*Extract*.

Start of Block

With the fair celebrating the 400th anniversary of Christopher Columbus's arrival in the New World, the "Egg of Columbus" exhibit, building on the apocryphal 15th century story of the "Egg of Columbus" (where the explorer stood an egg on end by smashing its bottom), is described as going "one better" by using a magnetic field to stand an egg on end. It presented the viewer with a flat round wooden surface surrounded by a wooden rim. Inside this rim it performed Christopher Columbus's feat by spinning a copper egg, larger than an ostrich egg, in a rotating magnetic field causing it to stand on end on its major axis due to gyroscopic action. The display also included round copper balls that seemed to orbit around the edge similar to the way planets move. Whenever the large rotating magnetic field set up by the Egg of Columbus was turned on it impressed the public by spinning various magnetized metal balls and painted metal disks on the display table and even small disks inside vacuum bulbs placed at some distance around the Electricity Building.

Underneath what the public saw was a toroidal iron core stator on which four electromagnetic coils were wound. The device was powered by a two-phase alternating current source (such as a variable speed alternator) to create the rotating magnetic field. The device operated on a frequency of 25 to 300 hertz. The ideal operating frequency was described as being between 35 and 40 hertz.

The device has been described as being built by Westinghouse engineer Charles F. Scott, who was in charge of development of the induction motor for the company, although a March 1919 Electrical Experimenter article claimed it was built by Westinghouse Electric Superintendent Albert Schmid.

The Columbian Exposition "Egg of Columbus" ended up at Tesla's 46 & 48 East Houston Street New York City laboratory where he would demonstrate it to visitors. Margaret Cheney's 1981 book Tesla: Man Out of Time says that after Tesla's death the device was sent to Yugoslavia in 1952 along with many other Tesla papers, models and artifacts, becoming part of the collection at the Nikola Tesla Museum in Belgrade although her later 1999 book Tesla: Master of Lightning seems to indicate that the museum has only a smaller copy.

End of Block

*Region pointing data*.
Start of Block

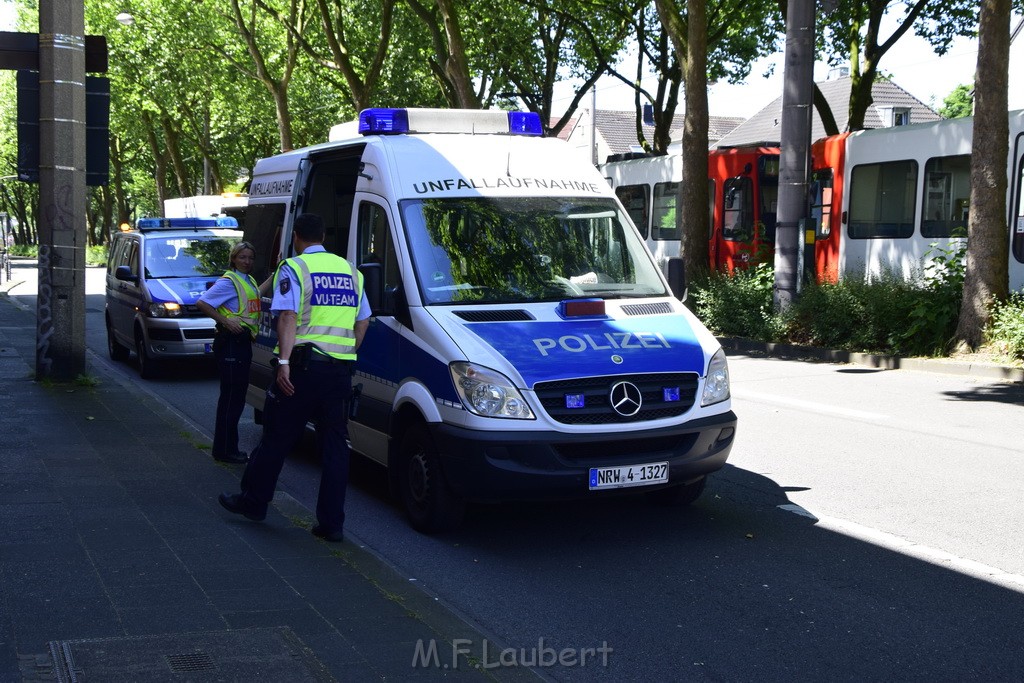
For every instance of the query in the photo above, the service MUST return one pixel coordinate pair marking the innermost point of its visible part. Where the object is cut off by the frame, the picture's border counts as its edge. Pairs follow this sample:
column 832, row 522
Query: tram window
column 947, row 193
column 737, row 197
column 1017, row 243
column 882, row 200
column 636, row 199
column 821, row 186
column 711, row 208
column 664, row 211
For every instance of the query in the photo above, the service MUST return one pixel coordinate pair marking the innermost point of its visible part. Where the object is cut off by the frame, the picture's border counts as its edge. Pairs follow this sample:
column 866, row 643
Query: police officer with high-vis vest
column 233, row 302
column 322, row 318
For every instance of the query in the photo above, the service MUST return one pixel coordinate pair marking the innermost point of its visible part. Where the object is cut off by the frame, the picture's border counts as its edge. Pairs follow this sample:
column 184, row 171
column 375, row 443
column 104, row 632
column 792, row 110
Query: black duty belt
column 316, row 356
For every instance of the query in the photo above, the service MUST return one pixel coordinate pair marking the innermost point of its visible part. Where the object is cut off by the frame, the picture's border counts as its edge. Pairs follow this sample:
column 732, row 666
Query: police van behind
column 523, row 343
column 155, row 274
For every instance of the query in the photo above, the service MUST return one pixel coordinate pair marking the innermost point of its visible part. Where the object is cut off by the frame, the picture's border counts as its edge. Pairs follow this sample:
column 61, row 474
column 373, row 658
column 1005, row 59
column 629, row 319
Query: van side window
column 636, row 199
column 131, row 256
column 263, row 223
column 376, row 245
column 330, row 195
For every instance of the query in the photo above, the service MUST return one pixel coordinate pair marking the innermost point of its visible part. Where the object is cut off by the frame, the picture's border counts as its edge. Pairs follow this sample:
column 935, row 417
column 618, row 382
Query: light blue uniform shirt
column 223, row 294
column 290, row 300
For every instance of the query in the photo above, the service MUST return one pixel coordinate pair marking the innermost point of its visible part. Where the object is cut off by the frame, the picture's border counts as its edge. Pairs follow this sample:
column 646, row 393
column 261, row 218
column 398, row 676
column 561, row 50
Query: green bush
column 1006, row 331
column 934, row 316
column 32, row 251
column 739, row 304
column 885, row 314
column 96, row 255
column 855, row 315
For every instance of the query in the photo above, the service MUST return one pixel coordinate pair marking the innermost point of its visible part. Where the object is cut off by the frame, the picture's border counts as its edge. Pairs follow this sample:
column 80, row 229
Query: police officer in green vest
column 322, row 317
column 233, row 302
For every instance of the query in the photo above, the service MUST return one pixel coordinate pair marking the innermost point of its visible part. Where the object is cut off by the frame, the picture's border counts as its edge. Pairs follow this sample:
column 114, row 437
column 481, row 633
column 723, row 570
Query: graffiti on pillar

End of Block

*Activity 1*.
In the Egg of Columbus text, turn the paragraph beginning "Underneath what the public saw" into a short bulleted list that keeps its main facts.
*Activity 2*.
Render this sentence from the Egg of Columbus text in Spanish: "It presented the viewer with a flat round wooden surface surrounded by a wooden rim."
*Activity 3*.
Carry on the Egg of Columbus text from its final sentence.

*Result 1*.
- Hidden mechanism: a toroidal iron core stator with four electromagnetic coils wound on it
- Power source: two-phase alternating current, such as from a variable speed alternator, creating the rotating magnetic field
- Operating frequency: 25 to 300 hertz
- Ideal frequency: 35 to 40 hertz

*Result 2*.
Presentaba al espectador una superficie de madera plana y redonda rodeada por un borde de madera.

*Result 3*.
===Alternative origin===

An alternative origin for Tesla's "Egg of Columbus" was told by Nikola Tesla himself to the editors of Electrical Experimenter and published in their March, 1919 article "How Tesla Performed the Feat of Columbus Without Cracking the Egg". In this version the year of invention was 1887 when "He had approached a Wall Street capitalist — a prominent lawyer — with a view of getting financial support and this gentleman called in a friend of his, a well-known engineer at the head of one of the big corporations in New York, to pass upon the merits of the scheme". At that time these would have been Charles F. Peck and Alfred S. Brown, Tesla's financial backers and partners in the Tesla Electric Company. Tesla's story has him convincing these men that a rotating magnetic field AC induction motor would be a feasible invention worth developing via building the "Egg of Columbus" the next day and demonstrating it to them.

==Reproductions==
Reproductions of the device are displayed at the Nikola Tesla Museum in Belgrade, the Memorial Centre "Nikola Tesla" in Smiljan, the Technical Museum in Zagreb, the Croatian History Museum in Zagreb, in the Ampère Museum in Lyon, France, in the Ann Arbor Hands-On Museum in Ann Arbor, MI, and the Tesla Science Center at Wardenclyffe in Shoreham, NY.